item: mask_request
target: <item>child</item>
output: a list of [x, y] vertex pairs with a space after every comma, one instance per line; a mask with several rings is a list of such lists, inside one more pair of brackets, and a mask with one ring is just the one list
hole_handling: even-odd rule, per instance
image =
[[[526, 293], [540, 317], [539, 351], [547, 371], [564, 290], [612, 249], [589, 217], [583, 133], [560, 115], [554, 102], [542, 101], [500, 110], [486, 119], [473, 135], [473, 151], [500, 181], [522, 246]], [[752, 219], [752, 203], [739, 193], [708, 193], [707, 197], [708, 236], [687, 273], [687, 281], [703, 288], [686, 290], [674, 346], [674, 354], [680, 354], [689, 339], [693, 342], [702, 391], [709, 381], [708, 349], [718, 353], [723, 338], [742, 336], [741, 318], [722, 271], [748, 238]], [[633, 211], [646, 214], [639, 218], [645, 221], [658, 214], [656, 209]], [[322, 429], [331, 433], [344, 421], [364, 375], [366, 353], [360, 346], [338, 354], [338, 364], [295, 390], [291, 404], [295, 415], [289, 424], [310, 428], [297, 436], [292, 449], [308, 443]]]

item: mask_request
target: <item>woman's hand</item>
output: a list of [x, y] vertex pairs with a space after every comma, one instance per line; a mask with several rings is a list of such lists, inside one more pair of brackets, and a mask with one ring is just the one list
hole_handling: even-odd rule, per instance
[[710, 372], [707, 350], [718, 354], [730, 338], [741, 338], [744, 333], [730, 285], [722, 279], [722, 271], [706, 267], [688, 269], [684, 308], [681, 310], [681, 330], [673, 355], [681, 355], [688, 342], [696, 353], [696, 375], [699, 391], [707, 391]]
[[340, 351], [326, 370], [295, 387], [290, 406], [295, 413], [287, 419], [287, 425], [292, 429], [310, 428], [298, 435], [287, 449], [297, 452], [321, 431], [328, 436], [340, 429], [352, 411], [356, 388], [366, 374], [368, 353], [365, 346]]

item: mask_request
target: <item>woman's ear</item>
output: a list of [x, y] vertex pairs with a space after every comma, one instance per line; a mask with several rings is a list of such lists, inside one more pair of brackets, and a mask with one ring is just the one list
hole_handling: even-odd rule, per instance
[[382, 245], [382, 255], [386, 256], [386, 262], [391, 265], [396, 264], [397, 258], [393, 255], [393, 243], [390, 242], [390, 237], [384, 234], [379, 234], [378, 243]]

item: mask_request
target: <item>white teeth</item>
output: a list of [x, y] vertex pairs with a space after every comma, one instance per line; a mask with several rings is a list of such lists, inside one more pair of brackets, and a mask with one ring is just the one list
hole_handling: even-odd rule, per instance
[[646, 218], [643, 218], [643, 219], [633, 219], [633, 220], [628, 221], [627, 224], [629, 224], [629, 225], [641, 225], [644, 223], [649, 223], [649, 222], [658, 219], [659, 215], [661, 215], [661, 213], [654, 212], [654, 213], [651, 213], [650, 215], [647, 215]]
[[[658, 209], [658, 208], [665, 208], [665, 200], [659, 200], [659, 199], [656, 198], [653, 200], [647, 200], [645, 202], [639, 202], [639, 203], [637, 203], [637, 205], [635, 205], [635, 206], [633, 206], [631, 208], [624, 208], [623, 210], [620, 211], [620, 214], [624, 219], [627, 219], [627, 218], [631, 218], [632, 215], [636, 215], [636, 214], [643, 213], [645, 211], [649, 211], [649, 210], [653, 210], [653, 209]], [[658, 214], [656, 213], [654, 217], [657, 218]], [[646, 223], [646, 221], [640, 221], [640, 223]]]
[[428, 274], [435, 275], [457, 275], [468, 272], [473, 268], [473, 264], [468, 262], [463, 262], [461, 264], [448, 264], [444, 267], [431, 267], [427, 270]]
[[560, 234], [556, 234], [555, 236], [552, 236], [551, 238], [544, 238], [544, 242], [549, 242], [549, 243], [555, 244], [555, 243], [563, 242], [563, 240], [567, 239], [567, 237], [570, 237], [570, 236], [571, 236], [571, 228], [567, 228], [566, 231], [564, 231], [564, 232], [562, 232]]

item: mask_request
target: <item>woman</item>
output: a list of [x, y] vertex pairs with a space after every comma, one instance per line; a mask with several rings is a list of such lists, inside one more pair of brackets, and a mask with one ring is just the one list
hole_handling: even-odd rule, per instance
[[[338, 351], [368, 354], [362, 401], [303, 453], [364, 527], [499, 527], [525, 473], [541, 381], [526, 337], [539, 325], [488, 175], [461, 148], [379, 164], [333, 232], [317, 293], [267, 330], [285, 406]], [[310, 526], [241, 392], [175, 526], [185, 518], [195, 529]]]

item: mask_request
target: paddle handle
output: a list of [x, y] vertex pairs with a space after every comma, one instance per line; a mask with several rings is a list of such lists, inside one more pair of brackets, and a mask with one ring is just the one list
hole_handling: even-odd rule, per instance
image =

****************************************

WHAT YOU NEED TO DO – Repeat every record, exactly as written.

OUTPUT FOR THIS TASK –
item: mask_request
target: <item>child</item>
output: a list of [x, y] vertex pairs with a space after every comma, one instance per line; a mask with several rings is a list of such lists, inside one more pair of brackets, and a mask with one ring is just the one list
hole_handling: even-odd rule, per instance
image =
[[[526, 293], [540, 317], [539, 351], [547, 371], [564, 290], [612, 249], [589, 217], [583, 133], [560, 115], [554, 102], [542, 101], [500, 110], [486, 119], [473, 135], [473, 151], [500, 181], [522, 246]], [[752, 219], [752, 203], [739, 193], [708, 193], [707, 197], [708, 236], [687, 273], [687, 281], [703, 288], [686, 290], [674, 346], [674, 354], [680, 354], [689, 339], [693, 342], [702, 391], [709, 381], [708, 349], [718, 353], [723, 338], [742, 336], [741, 318], [722, 271], [748, 238]], [[633, 211], [646, 214], [639, 218], [645, 221], [658, 214], [656, 209]], [[322, 429], [331, 433], [344, 421], [364, 375], [366, 353], [360, 346], [338, 354], [338, 364], [295, 390], [291, 404], [295, 415], [289, 424], [310, 428], [297, 436], [292, 449], [308, 443]]]

item: mask_request
target: <item>woman's hand</item>
output: a list of [x, y] vertex pairs with a space after every comma, one instance per line; a mask with several rings is a list of such lists, inside one more pair of brackets, and a mask with one ring is just the one list
hole_handling: even-odd rule, per instance
[[710, 372], [707, 350], [718, 354], [730, 338], [741, 338], [744, 333], [730, 285], [722, 279], [722, 271], [706, 267], [688, 269], [684, 308], [681, 310], [681, 330], [673, 355], [681, 355], [688, 342], [696, 353], [696, 375], [699, 391], [707, 391]]
[[340, 351], [326, 370], [295, 387], [290, 406], [295, 413], [287, 419], [287, 425], [292, 429], [310, 428], [298, 435], [287, 449], [297, 452], [321, 431], [328, 436], [340, 429], [352, 411], [356, 388], [366, 374], [368, 353], [365, 346]]

item: mask_request
target: <item>woman's ear</item>
output: a list of [x, y] vertex pairs with a space after every comma, one instance per line; a mask with several rings is a list of such lists, inside one more pair of brackets, and a mask with one ring is just the one list
hole_handling: even-odd rule, per instance
[[382, 245], [382, 255], [386, 256], [386, 262], [391, 265], [396, 264], [397, 258], [393, 255], [393, 243], [390, 242], [390, 237], [384, 234], [379, 234], [378, 243]]

item: mask_request
target: <item>white teeth</item>
output: a list of [x, y] vertex pairs with a space after every comma, one instance per line; a mask with several rings is a list of such lists, inside one more pair of brackets, and a mask with one ring is just the one list
hole_handling: even-odd rule, per instance
[[646, 218], [643, 218], [643, 219], [633, 219], [633, 220], [628, 221], [627, 224], [629, 224], [629, 225], [641, 225], [644, 223], [649, 223], [649, 222], [658, 219], [659, 215], [661, 215], [661, 213], [654, 212], [654, 213], [651, 213], [650, 215], [647, 215]]
[[[658, 209], [658, 208], [665, 208], [665, 200], [659, 200], [659, 199], [656, 198], [653, 200], [647, 200], [645, 202], [639, 202], [639, 203], [637, 203], [637, 205], [635, 205], [635, 206], [633, 206], [631, 208], [624, 208], [623, 210], [620, 211], [620, 214], [624, 219], [627, 219], [627, 218], [631, 218], [632, 215], [636, 215], [636, 214], [643, 213], [645, 211], [649, 211], [649, 210], [653, 210], [653, 209]], [[658, 214], [656, 213], [654, 217], [657, 218]], [[646, 223], [646, 221], [640, 221], [640, 223]]]
[[428, 274], [435, 275], [457, 275], [468, 272], [473, 268], [473, 264], [468, 262], [463, 262], [461, 264], [448, 264], [444, 267], [431, 267], [427, 270]]
[[560, 234], [556, 234], [555, 236], [552, 236], [551, 238], [544, 238], [544, 242], [549, 242], [549, 243], [555, 244], [555, 243], [563, 242], [563, 240], [567, 239], [567, 237], [570, 237], [570, 236], [571, 236], [571, 228], [567, 228], [566, 231], [564, 231], [564, 232], [562, 232]]

item: mask_request
target: <item>woman</item>
output: a list of [x, y] vertex pairs with a space after every comma, one instance per line; a mask with several rings is a list of such lists, inside one more pair of brackets, and a mask with one ring is just the one list
hole_handling: even-odd rule, per instance
[[[338, 351], [368, 354], [362, 401], [303, 453], [364, 527], [499, 527], [525, 473], [541, 381], [526, 337], [539, 325], [488, 175], [461, 148], [379, 164], [333, 232], [317, 293], [267, 330], [285, 406]], [[310, 526], [241, 392], [175, 526], [185, 518], [195, 529]]]

item: mask_request
target: paddle handle
output: a list of [x, y] vertex pairs with a space after every comma, one instance per line; a mask with several rings is a list of such lists, inside one more pair of brackets, and a mask with one ring is just the one list
hole_handling: even-odd rule, per instance
image =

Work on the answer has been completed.